## START INPUT DATA
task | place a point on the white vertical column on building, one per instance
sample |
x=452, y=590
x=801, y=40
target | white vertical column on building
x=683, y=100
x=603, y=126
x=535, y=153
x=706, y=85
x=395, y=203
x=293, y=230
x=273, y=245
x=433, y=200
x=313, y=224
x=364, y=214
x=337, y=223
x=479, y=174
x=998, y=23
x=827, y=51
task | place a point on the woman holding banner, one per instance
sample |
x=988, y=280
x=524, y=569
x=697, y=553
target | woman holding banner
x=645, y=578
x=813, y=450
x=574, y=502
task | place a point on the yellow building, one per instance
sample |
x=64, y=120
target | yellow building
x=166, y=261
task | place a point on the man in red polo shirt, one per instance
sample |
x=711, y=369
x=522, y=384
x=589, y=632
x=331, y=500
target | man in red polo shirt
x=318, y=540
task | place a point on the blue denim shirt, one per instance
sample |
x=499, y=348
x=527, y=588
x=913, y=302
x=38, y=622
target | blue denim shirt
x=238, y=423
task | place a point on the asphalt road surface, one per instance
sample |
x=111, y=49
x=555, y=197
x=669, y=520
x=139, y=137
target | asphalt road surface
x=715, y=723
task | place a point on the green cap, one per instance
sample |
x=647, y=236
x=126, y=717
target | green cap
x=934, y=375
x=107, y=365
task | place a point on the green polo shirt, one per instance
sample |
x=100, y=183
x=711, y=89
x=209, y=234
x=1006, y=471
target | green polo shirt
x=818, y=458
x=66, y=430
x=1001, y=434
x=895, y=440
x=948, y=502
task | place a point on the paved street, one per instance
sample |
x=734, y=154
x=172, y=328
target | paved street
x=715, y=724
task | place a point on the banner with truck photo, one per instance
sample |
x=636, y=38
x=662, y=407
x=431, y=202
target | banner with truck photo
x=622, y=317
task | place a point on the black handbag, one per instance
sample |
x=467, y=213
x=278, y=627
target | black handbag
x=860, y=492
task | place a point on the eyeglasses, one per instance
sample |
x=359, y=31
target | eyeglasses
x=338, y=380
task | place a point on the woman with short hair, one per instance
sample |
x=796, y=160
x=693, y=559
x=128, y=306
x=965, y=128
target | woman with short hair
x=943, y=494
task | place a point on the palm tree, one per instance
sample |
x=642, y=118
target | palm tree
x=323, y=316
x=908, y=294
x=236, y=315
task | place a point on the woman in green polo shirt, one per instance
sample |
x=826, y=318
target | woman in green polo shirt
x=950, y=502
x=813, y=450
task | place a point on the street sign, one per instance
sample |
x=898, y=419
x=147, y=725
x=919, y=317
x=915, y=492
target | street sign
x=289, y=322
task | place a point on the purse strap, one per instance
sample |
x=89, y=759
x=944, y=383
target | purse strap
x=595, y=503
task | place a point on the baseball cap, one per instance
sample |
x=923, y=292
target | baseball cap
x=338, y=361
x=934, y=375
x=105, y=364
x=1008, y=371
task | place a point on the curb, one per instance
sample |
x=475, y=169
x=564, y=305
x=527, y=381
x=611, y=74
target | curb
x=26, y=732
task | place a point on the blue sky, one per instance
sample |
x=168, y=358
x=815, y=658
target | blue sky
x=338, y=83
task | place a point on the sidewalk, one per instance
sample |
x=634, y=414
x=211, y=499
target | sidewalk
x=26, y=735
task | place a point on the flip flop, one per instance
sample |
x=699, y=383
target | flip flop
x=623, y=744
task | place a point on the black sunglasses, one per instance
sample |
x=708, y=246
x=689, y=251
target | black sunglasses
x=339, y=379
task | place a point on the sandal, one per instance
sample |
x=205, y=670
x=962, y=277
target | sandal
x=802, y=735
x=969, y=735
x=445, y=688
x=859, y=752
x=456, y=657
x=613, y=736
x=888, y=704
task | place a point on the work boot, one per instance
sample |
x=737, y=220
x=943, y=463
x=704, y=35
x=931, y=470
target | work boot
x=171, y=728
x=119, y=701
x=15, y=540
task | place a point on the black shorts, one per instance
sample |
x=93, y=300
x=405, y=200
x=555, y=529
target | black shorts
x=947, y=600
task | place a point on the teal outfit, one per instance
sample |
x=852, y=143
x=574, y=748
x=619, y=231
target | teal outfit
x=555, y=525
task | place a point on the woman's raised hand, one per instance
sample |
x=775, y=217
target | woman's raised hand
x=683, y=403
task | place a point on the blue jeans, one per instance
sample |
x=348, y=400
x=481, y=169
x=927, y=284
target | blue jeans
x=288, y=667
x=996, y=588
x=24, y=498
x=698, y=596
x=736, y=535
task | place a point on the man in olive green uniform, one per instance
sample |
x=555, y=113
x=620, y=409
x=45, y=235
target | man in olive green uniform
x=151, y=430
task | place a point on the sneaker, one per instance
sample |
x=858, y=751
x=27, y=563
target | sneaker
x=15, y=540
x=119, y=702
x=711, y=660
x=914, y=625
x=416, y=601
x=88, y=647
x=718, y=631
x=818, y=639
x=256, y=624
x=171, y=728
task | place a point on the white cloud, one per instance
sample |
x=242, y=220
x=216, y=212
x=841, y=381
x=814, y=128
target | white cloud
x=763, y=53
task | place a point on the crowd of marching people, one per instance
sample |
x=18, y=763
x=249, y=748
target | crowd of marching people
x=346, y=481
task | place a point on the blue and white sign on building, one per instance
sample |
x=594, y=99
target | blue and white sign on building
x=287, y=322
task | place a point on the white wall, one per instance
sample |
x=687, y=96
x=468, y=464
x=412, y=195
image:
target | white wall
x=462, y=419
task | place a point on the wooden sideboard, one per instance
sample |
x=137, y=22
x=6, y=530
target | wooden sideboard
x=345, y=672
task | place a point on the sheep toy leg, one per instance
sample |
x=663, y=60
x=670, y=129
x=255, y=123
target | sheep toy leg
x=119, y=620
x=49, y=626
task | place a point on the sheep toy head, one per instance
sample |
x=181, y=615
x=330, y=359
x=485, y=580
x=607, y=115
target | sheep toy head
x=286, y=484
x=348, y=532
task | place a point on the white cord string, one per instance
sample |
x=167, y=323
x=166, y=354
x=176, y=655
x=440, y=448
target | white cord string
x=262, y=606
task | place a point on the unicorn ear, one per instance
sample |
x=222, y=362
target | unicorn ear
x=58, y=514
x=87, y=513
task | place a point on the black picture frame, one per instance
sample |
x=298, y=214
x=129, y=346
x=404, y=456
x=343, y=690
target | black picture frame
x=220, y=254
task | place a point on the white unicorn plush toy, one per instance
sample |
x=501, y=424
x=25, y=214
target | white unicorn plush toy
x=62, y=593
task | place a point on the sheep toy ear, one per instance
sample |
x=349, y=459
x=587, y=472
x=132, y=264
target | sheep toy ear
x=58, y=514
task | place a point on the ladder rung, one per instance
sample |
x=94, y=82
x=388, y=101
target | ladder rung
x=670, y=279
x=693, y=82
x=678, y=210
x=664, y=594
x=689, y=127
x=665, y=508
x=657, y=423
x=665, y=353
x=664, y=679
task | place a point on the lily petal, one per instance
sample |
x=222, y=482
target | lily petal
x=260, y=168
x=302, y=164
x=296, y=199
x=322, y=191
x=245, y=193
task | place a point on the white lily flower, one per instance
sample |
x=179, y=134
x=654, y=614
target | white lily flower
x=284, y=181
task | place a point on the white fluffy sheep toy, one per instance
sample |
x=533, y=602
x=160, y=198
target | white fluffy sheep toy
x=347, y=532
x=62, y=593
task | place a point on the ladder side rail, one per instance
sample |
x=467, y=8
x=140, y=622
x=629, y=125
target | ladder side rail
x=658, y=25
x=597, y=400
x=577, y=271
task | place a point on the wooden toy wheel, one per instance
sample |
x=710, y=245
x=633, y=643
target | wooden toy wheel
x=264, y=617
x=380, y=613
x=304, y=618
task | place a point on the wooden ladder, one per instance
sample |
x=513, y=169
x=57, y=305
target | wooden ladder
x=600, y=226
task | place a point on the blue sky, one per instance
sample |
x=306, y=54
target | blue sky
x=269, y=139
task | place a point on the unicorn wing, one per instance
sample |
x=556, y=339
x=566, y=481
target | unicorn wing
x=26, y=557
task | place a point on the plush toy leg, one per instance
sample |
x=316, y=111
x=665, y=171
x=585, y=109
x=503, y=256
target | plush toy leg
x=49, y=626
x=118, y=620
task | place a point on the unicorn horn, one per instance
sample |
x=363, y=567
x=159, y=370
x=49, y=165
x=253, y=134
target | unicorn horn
## END INPUT DATA
Print the entries verbatim from the line containing "task | place a point on the blue denim" through the line containing "x=238, y=423", including both of those lines.

task | place a point on the blue denim shirt, one per instance
sample |
x=499, y=348
x=527, y=588
x=913, y=302
x=38, y=622
target | blue denim shirt
x=238, y=423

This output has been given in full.